Continue the btrfs patch text below, about reading and writing the generation field of struct btrfs_fs_info, starting right after its last line.

Document text —

· · · · ·

5) In the fs_info ioctl (btrfs_ioctl_fs_info());

6) While mounting the filesystem, in the open_ctree() path. In these
   cases it's safe to directly read fs_info->generation as no one
   can concurrently start a transaction and update fs_info->generation.

In case of the fsync path, races here should be harmless, and in the worst
case they may cause a fsync to log an inode when it's not really needed,
so nothing bad from a functional perspective. In the other cases it's not
so clear if functional problems may arise, though in case 1 rare things
like a load/store tearing [1] may cause the BTRFS_INODE_NEEDS_FULL_SYNC
flag not being set on an inode and therefore result in incorrect logging
later on in case a fsync call is made.

To avoid data race warnings from tools like KCSAN and other issues such
as load and store tearing (amongst others, see [1]), create helpers to
access the generation field of struct btrfs_fs_info using READ_ONCE() and
WRITE_ONCE(), and use these helpers where needed.

[1] https://lwn.net/Articles/793253/

Signed-off-by: Filipe Manana <fdmanana@suse.com>
---
 fs/btrfs/file.c        |  2 +-
 fs/btrfs/fs.h          | 16 ++++++++++++++++
 fs/btrfs/inode.c       |  4 ++--
 fs/btrfs/ioctl.c       |  2 +-
 fs/btrfs/sysfs.c       |  2 +-
 fs/btrfs/transaction.c |  2 +-
 6 files changed, 22 insertions(+), 6 deletions(-)

· · · · ·

Data supplied —
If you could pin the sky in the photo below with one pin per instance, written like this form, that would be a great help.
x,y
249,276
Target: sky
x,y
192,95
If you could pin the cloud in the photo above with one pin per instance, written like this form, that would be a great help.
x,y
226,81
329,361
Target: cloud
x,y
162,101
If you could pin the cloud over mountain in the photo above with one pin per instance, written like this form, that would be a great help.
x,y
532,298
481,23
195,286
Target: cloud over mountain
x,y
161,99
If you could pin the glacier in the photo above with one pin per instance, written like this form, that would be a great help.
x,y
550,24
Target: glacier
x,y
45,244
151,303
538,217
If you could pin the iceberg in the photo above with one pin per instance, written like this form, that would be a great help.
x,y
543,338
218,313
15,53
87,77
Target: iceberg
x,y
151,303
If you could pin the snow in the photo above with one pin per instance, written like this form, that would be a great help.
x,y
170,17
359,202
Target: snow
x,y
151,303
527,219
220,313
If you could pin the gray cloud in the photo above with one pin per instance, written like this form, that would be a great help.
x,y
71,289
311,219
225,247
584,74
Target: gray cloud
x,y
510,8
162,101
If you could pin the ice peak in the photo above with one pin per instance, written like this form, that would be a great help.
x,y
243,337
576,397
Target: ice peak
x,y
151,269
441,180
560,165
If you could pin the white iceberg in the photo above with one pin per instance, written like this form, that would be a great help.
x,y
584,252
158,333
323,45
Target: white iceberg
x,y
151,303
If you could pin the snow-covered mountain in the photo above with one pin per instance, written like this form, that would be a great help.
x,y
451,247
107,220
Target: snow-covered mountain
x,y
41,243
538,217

· · · · ·

Result of the exercise —
diff --git a/fs/btrfs/file.c b/fs/btrfs/file.c
index 004c53482f05..723f0c70452e 100644
--- a/fs/btrfs/file.c
+++ b/fs/btrfs/file.c
@@ -1749,7 +1749,7 @@ static inline bool skip_inode_logging(const struct btrfs_log_ctx *ctx)
 	struct btrfs_inode *inode = BTRFS_I(ctx->inode);
 	struct btrfs_fs_info *fs_info = inode->root->fs_info;
 
-	if (btrfs_inode_in_log(inode, fs_info->generation) &&
+	if (btrfs_inode_in_log(inode, btrfs_get_fs_generation(fs_info)) &&
 	    list_empty(&ctx->ordered_extents))
 		return true;
 
diff --git a/fs/btrfs/fs.h b/fs/btrfs/fs.h
index 2bd9bedc7095..d04b729cbdf3 100644
--- a/fs/btrfs/fs.h
+++ b/fs/btrfs/fs.h
@@ -416,6 +416,12 @@ struct btrfs_fs_info {
 
 	struct btrfs_block_rsv empty_block_rsv;
 
+	/*
+	 * Updated while holding the lock 'trans_lock'. Due to the life cycle of
+	 * a transaction, it can be directly read while holding a transaction
+	 * handle, everywhere else must be read with btrfs_get_fs_generation().
+	 * Should always be updated using btrfs_set_fs_generation().
+	 */
 	u64 generation;
 	u64 last_trans_committed;
 	/*
@@ -817,6 +823,16 @@ struct btrfs_fs_info {
 #endif
 };
 
+static inline u64 btrfs_get_fs_generation(const struct btrfs_fs_info *fs_info)
+{
+	return READ_ONCE(fs_info->generation);
+}
+
+static inline void btrfs_set_fs_generation(struct btrfs_fs_info *fs_info, u64 gen)
+{
+	WRITE_ONCE(fs_info->generation, gen);
+}
+
 static inline void btrfs_set_last_root_drop_gen(struct btrfs_fs_info *fs_info,
 						u64 gen)
 {
diff --git a/fs/btrfs/inode.c b/fs/btrfs/inode.c
index 3b3aec302c33..c9317c047587 100644
--- a/fs/btrfs/inode.c
+++ b/fs/btrfs/inode.c
@@ -3800,7 +3800,7 @@ static int btrfs_read_locked_inode(struct inode *inode,
 	 * This is required for both inode re-read from disk and delayed inode
 	 * in delayed_nodes_tree.
 	 */
-	if (BTRFS_I(inode)->last_trans == fs_info->generation)
+	if (BTRFS_I(inode)->last_trans == btrfs_get_fs_generation(fs_info))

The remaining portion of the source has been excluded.